## Extrait
•••

Or, à l'évidence, nous allons subir une longue période de récession. Nombre de ménages déjà très endettés vont affronter le chômage, la baisse de revenus (perte de la part des salaires assise sur résultats, baisse d'activité pour les artisans et comerçants...). Et la valeur de leur logement ne couvrira pas toujours le montant de leurs dettes, souvent augmenté de pénalités et intérêts de retard ... Alors, sommes-nous mieux lotis que les américains ? quid de nos banques, déjà sanctionnées sur leurs opérations subprime américaines, y ajoutant les pertes de patrimoine dues à la dégringolade boursière, si elles doivent faire face à une cascade de défaillances d'emprunteurs particuliers, sans oublier les défaillances d'entreprises clientes ?
Rédigé par : michel | lundi 29 septembre 2008 à 12h41
une bonne mesure à prendre.
Demander à chaque banque de s'engager en début d'année sur un taux de couverture minimum de son choix, l'obliger à l'afficher sur la devanture de toutes ses agences et à l'imprimer sur ses papiers à en-tête, contrats et publicités.
... puis laisser le client choisir.
Rédigé par : Alf | lundi 29 septembre 2008 à 17h55
Je rebondis sur le commentaire de Alf (et je recycle mon commentaire du blogue du QL) :
Le vrai pb (même si je ne nie pas que l'Etat ait une part de responsablité dans ce que nous vivons aujourd'hui), le vrai pb n'est-il pas que les épargnants donnent leurs économies aux banques sans regarder ce qu'elles vont en faire et en tenant pour garanti (au besoin par l'Etat comme on le voit actuellement) que ces banques lui restitueront plus tard la somme plus les intérêts ?
Bref, dire au péquin moyen que le libéralisme ça marche sur le long terme, qu'il n'y a pas besoin de régulation de l'Etat, OK.

•••

(Entrées de localisation d'objets dans des images)

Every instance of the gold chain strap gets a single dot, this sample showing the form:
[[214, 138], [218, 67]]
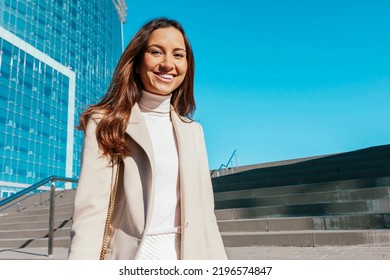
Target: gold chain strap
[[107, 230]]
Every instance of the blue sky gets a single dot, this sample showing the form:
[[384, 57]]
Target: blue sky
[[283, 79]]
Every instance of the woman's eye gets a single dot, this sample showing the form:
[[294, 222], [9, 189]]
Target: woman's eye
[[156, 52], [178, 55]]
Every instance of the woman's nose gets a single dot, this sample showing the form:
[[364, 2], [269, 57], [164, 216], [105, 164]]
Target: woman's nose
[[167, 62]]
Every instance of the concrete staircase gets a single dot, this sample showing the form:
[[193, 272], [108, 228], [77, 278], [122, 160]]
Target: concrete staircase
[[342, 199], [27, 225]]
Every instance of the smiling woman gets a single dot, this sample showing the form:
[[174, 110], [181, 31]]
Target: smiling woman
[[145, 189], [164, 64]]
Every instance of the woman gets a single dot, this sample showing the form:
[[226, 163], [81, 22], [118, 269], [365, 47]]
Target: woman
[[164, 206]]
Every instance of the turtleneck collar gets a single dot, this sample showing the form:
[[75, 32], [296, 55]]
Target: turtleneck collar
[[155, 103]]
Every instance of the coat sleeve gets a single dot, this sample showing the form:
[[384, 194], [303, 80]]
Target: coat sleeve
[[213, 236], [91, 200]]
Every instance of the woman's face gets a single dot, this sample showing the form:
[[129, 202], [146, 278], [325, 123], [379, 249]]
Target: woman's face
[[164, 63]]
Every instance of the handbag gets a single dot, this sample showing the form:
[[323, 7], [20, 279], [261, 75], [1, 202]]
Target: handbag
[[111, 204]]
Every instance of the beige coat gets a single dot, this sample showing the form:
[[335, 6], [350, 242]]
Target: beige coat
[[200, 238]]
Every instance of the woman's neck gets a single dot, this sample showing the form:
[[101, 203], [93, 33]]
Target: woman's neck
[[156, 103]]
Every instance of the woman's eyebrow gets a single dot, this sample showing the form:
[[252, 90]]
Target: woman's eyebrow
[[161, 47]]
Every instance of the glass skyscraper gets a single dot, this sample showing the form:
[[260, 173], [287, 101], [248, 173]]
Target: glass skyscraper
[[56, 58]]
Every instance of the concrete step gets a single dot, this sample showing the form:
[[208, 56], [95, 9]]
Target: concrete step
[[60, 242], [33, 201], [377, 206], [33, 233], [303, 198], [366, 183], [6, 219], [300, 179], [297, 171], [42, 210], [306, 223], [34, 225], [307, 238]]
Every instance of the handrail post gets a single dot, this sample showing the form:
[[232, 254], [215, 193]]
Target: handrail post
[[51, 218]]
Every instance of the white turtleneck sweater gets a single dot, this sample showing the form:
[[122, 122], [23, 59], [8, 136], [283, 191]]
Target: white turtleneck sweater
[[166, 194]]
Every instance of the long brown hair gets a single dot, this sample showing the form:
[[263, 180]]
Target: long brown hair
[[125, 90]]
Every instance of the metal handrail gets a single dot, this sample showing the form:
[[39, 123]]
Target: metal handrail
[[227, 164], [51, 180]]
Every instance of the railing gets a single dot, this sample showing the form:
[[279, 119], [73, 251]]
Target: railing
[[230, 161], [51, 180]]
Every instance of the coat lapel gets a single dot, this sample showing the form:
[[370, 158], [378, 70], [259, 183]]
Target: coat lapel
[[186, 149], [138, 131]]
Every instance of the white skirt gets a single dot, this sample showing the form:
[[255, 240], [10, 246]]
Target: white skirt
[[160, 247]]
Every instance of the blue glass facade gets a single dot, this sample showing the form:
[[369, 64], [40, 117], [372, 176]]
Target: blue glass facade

•••

## Problèmes et exercices
1. Les affirmations suivantes concordent-elles avec l'extrait ? (a) Alf propose d'obliger chaque banque à afficher un taux de couverture minimum sur la devanture de ses agences. (b) Le commentaire de michel est daté du mardi 30 septembre 2008. (c) L'auteur du commentaire qui rebondit sur celui d'Alf dit réutiliser un commentaire paru sur le blogue du QL.
2. Pouvez-vous réécrire les lignes de données en commençant par celle qui contient « Every instance of the railing » et en vous arrêtant après celle qui contient « [[230, 161], [51, 180]] », en remplaçant « railing » par « guardrail » sans rien changer d'autre ?

## Exercices corrigés
1.
(a) Oui : « l'obliger à l'afficher sur la devanture de toutes ses agences »
(b) Non : « Rédigé par : michel | lundi 29 septembre 2008 à 12h41 »
(c) Oui : « et je recycle mon commentaire du blogue du QL »

2.
Every instance of the guardrail gets a single dot, this sample showing the form:
[[279, 119], [73, 251]]
Target: guardrail
[[230, 161], [51, 180]]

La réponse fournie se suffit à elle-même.